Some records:
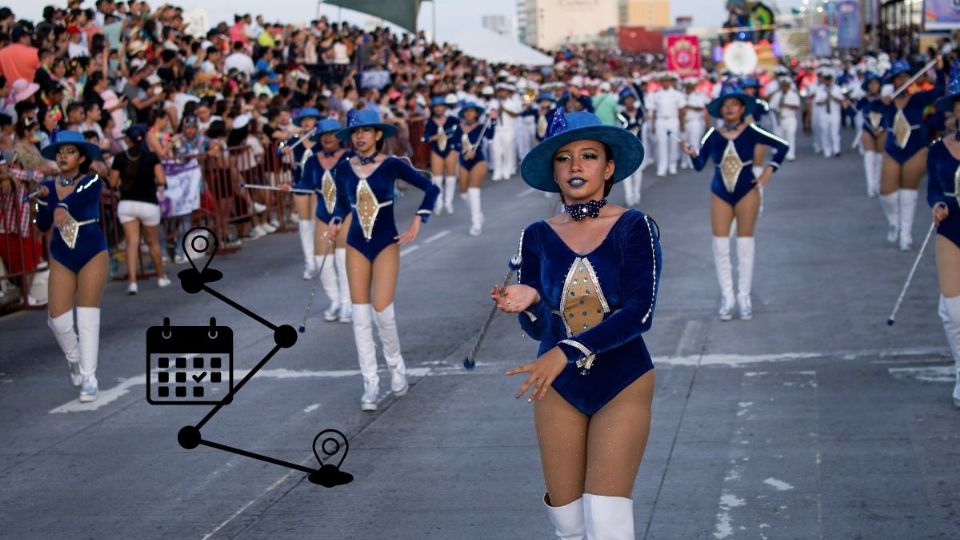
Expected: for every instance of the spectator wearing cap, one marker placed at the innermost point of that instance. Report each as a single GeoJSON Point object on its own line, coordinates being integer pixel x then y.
{"type": "Point", "coordinates": [139, 175]}
{"type": "Point", "coordinates": [239, 60]}
{"type": "Point", "coordinates": [19, 59]}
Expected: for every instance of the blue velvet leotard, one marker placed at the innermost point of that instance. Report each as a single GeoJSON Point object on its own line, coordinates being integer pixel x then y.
{"type": "Point", "coordinates": [371, 199]}
{"type": "Point", "coordinates": [623, 272]}
{"type": "Point", "coordinates": [83, 204]}
{"type": "Point", "coordinates": [313, 173]}
{"type": "Point", "coordinates": [473, 136]}
{"type": "Point", "coordinates": [913, 112]}
{"type": "Point", "coordinates": [452, 128]}
{"type": "Point", "coordinates": [943, 184]}
{"type": "Point", "coordinates": [713, 145]}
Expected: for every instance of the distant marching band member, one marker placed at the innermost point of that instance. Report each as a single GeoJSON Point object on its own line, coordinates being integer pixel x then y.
{"type": "Point", "coordinates": [732, 147]}
{"type": "Point", "coordinates": [442, 136]}
{"type": "Point", "coordinates": [905, 162]}
{"type": "Point", "coordinates": [872, 135]}
{"type": "Point", "coordinates": [318, 171]}
{"type": "Point", "coordinates": [366, 184]}
{"type": "Point", "coordinates": [631, 119]}
{"type": "Point", "coordinates": [473, 164]}
{"type": "Point", "coordinates": [305, 203]}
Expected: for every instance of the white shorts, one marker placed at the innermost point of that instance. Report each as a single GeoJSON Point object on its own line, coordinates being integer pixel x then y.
{"type": "Point", "coordinates": [147, 213]}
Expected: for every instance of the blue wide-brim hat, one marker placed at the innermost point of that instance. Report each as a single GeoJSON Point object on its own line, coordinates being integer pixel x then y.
{"type": "Point", "coordinates": [898, 67]}
{"type": "Point", "coordinates": [871, 76]}
{"type": "Point", "coordinates": [365, 118]}
{"type": "Point", "coordinates": [327, 125]}
{"type": "Point", "coordinates": [307, 112]}
{"type": "Point", "coordinates": [729, 90]}
{"type": "Point", "coordinates": [471, 105]}
{"type": "Point", "coordinates": [625, 148]}
{"type": "Point", "coordinates": [74, 138]}
{"type": "Point", "coordinates": [945, 104]}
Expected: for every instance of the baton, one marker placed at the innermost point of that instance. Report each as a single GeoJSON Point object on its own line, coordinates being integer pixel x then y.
{"type": "Point", "coordinates": [903, 291]}
{"type": "Point", "coordinates": [274, 188]}
{"type": "Point", "coordinates": [470, 361]}
{"type": "Point", "coordinates": [907, 84]}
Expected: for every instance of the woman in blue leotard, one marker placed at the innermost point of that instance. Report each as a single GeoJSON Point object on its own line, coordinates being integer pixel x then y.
{"type": "Point", "coordinates": [442, 134]}
{"type": "Point", "coordinates": [366, 184]}
{"type": "Point", "coordinates": [78, 272]}
{"type": "Point", "coordinates": [473, 161]}
{"type": "Point", "coordinates": [943, 194]}
{"type": "Point", "coordinates": [872, 135]}
{"type": "Point", "coordinates": [735, 195]}
{"type": "Point", "coordinates": [905, 159]}
{"type": "Point", "coordinates": [588, 304]}
{"type": "Point", "coordinates": [318, 174]}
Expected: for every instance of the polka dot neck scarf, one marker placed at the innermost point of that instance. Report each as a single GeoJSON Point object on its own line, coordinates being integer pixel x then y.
{"type": "Point", "coordinates": [588, 209]}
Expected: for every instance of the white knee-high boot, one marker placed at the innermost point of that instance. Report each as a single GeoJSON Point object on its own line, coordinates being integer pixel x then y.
{"type": "Point", "coordinates": [449, 190]}
{"type": "Point", "coordinates": [438, 206]}
{"type": "Point", "coordinates": [62, 327]}
{"type": "Point", "coordinates": [390, 339]}
{"type": "Point", "coordinates": [567, 520]}
{"type": "Point", "coordinates": [366, 354]}
{"type": "Point", "coordinates": [340, 256]}
{"type": "Point", "coordinates": [745, 251]}
{"type": "Point", "coordinates": [88, 333]}
{"type": "Point", "coordinates": [721, 259]}
{"type": "Point", "coordinates": [307, 228]}
{"type": "Point", "coordinates": [950, 315]}
{"type": "Point", "coordinates": [328, 280]}
{"type": "Point", "coordinates": [476, 212]}
{"type": "Point", "coordinates": [908, 208]}
{"type": "Point", "coordinates": [891, 209]}
{"type": "Point", "coordinates": [608, 518]}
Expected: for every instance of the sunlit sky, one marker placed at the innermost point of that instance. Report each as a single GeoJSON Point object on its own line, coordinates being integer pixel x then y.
{"type": "Point", "coordinates": [451, 14]}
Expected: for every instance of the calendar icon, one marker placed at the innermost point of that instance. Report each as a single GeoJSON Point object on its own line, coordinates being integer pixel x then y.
{"type": "Point", "coordinates": [189, 365]}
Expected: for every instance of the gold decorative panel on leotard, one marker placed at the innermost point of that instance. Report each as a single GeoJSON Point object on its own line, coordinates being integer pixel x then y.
{"type": "Point", "coordinates": [442, 139]}
{"type": "Point", "coordinates": [901, 129]}
{"type": "Point", "coordinates": [329, 190]}
{"type": "Point", "coordinates": [367, 208]}
{"type": "Point", "coordinates": [583, 305]}
{"type": "Point", "coordinates": [730, 167]}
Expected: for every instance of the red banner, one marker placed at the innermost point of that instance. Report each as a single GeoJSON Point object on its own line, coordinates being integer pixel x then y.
{"type": "Point", "coordinates": [683, 55]}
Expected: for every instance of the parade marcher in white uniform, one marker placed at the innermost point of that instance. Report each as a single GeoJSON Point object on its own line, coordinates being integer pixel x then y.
{"type": "Point", "coordinates": [829, 99]}
{"type": "Point", "coordinates": [786, 106]}
{"type": "Point", "coordinates": [504, 147]}
{"type": "Point", "coordinates": [693, 115]}
{"type": "Point", "coordinates": [666, 124]}
{"type": "Point", "coordinates": [631, 119]}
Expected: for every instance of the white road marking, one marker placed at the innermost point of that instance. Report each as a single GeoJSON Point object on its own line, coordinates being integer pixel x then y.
{"type": "Point", "coordinates": [437, 236]}
{"type": "Point", "coordinates": [778, 485]}
{"type": "Point", "coordinates": [944, 374]}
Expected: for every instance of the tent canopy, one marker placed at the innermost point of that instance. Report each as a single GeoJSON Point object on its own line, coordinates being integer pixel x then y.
{"type": "Point", "coordinates": [402, 13]}
{"type": "Point", "coordinates": [493, 47]}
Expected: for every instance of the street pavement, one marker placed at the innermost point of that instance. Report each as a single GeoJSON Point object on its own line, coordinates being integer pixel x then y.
{"type": "Point", "coordinates": [814, 420]}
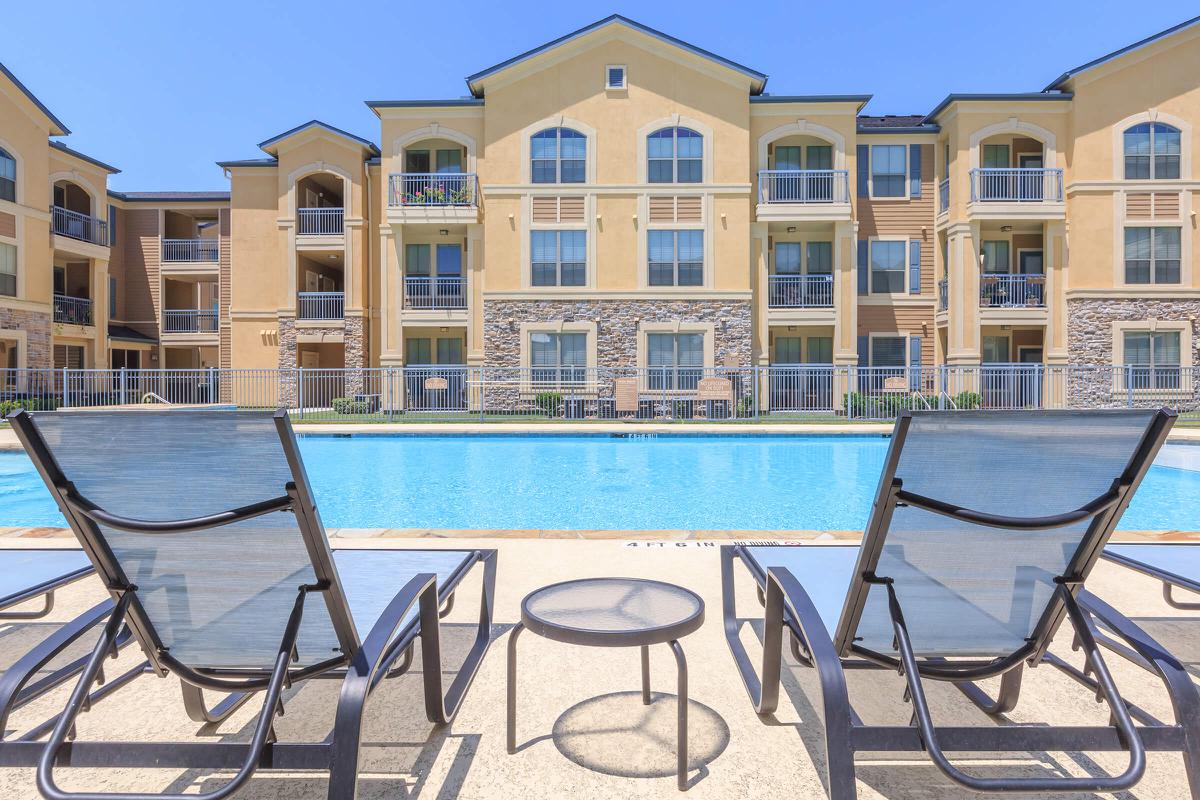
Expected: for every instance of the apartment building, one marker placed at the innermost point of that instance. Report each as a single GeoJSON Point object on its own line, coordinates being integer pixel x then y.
{"type": "Point", "coordinates": [622, 198]}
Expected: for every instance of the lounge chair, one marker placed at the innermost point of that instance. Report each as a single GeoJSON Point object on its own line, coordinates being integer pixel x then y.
{"type": "Point", "coordinates": [204, 529]}
{"type": "Point", "coordinates": [984, 529]}
{"type": "Point", "coordinates": [25, 576]}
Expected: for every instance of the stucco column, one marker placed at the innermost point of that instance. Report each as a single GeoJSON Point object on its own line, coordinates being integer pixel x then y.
{"type": "Point", "coordinates": [1055, 263]}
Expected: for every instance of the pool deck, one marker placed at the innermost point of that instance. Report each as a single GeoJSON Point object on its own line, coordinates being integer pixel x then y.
{"type": "Point", "coordinates": [582, 728]}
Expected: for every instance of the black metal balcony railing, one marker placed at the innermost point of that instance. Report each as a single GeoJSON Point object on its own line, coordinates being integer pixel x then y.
{"type": "Point", "coordinates": [426, 292]}
{"type": "Point", "coordinates": [799, 292]}
{"type": "Point", "coordinates": [72, 311]}
{"type": "Point", "coordinates": [190, 320]}
{"type": "Point", "coordinates": [73, 224]}
{"type": "Point", "coordinates": [1012, 290]}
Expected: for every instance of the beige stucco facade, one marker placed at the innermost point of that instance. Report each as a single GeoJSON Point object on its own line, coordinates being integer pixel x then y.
{"type": "Point", "coordinates": [801, 230]}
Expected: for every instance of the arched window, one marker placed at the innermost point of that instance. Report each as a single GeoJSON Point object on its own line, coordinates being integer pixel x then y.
{"type": "Point", "coordinates": [675, 156]}
{"type": "Point", "coordinates": [7, 176]}
{"type": "Point", "coordinates": [558, 156]}
{"type": "Point", "coordinates": [1152, 151]}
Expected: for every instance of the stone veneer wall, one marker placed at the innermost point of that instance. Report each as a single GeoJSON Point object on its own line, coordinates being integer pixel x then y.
{"type": "Point", "coordinates": [617, 326]}
{"type": "Point", "coordinates": [39, 342]}
{"type": "Point", "coordinates": [355, 358]}
{"type": "Point", "coordinates": [1090, 343]}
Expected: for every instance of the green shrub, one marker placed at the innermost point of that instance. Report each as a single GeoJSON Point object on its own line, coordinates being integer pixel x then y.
{"type": "Point", "coordinates": [549, 402]}
{"type": "Point", "coordinates": [967, 400]}
{"type": "Point", "coordinates": [351, 405]}
{"type": "Point", "coordinates": [30, 404]}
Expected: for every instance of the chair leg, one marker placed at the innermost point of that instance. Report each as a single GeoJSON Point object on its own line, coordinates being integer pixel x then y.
{"type": "Point", "coordinates": [197, 710]}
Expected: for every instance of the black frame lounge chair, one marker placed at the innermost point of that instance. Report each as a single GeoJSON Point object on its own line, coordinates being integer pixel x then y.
{"type": "Point", "coordinates": [957, 589]}
{"type": "Point", "coordinates": [204, 529]}
{"type": "Point", "coordinates": [28, 575]}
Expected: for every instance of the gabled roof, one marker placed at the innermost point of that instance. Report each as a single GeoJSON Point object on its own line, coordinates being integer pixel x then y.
{"type": "Point", "coordinates": [759, 79]}
{"type": "Point", "coordinates": [270, 144]}
{"type": "Point", "coordinates": [57, 128]}
{"type": "Point", "coordinates": [1057, 83]}
{"type": "Point", "coordinates": [63, 148]}
{"type": "Point", "coordinates": [1002, 97]}
{"type": "Point", "coordinates": [171, 197]}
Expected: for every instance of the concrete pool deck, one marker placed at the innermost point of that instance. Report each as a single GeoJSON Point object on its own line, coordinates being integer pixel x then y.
{"type": "Point", "coordinates": [583, 731]}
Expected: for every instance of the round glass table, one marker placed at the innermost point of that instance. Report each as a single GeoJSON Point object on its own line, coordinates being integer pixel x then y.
{"type": "Point", "coordinates": [613, 613]}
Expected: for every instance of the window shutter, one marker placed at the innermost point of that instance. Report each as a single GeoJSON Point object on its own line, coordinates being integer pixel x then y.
{"type": "Point", "coordinates": [915, 362]}
{"type": "Point", "coordinates": [863, 276]}
{"type": "Point", "coordinates": [864, 168]}
{"type": "Point", "coordinates": [915, 170]}
{"type": "Point", "coordinates": [915, 266]}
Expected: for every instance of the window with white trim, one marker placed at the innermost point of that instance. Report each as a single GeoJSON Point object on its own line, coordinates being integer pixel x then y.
{"type": "Point", "coordinates": [675, 156]}
{"type": "Point", "coordinates": [7, 176]}
{"type": "Point", "coordinates": [888, 266]}
{"type": "Point", "coordinates": [7, 270]}
{"type": "Point", "coordinates": [1152, 359]}
{"type": "Point", "coordinates": [1152, 151]}
{"type": "Point", "coordinates": [1152, 254]}
{"type": "Point", "coordinates": [889, 175]}
{"type": "Point", "coordinates": [558, 358]}
{"type": "Point", "coordinates": [676, 258]}
{"type": "Point", "coordinates": [558, 156]}
{"type": "Point", "coordinates": [675, 360]}
{"type": "Point", "coordinates": [558, 258]}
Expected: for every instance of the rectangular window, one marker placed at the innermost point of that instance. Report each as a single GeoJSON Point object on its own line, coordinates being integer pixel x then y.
{"type": "Point", "coordinates": [787, 258]}
{"type": "Point", "coordinates": [887, 350]}
{"type": "Point", "coordinates": [995, 349]}
{"type": "Point", "coordinates": [888, 170]}
{"type": "Point", "coordinates": [558, 358]}
{"type": "Point", "coordinates": [7, 270]}
{"type": "Point", "coordinates": [887, 266]}
{"type": "Point", "coordinates": [676, 258]}
{"type": "Point", "coordinates": [995, 257]}
{"type": "Point", "coordinates": [558, 258]}
{"type": "Point", "coordinates": [820, 254]}
{"type": "Point", "coordinates": [1152, 359]}
{"type": "Point", "coordinates": [1152, 254]}
{"type": "Point", "coordinates": [417, 260]}
{"type": "Point", "coordinates": [820, 349]}
{"type": "Point", "coordinates": [787, 349]}
{"type": "Point", "coordinates": [675, 360]}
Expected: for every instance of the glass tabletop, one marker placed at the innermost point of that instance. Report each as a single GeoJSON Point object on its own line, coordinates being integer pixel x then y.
{"type": "Point", "coordinates": [610, 611]}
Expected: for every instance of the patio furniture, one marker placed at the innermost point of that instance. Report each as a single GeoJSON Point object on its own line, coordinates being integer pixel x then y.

AIM OF THE EXERCISE:
Can you write out the lines from the one with "Expected: for every instance of the glass" through the last line, substituting "pin" for "marker" and leaving everything else unchanged?

OUTPUT OF THE TASK:
Expected: for every instance of the glass tabletop, one pin placed at the innermost point of that instance. Report each as a single GeoJSON Point object on its own line, coordinates being integer pixel x then y.
{"type": "Point", "coordinates": [610, 611]}
Expected: for every instance of the patio furniture, one pin placed at the innermost point of that instance. Report each as a single GeoJSON Point object on its own line, coordinates being integer pixel x then y.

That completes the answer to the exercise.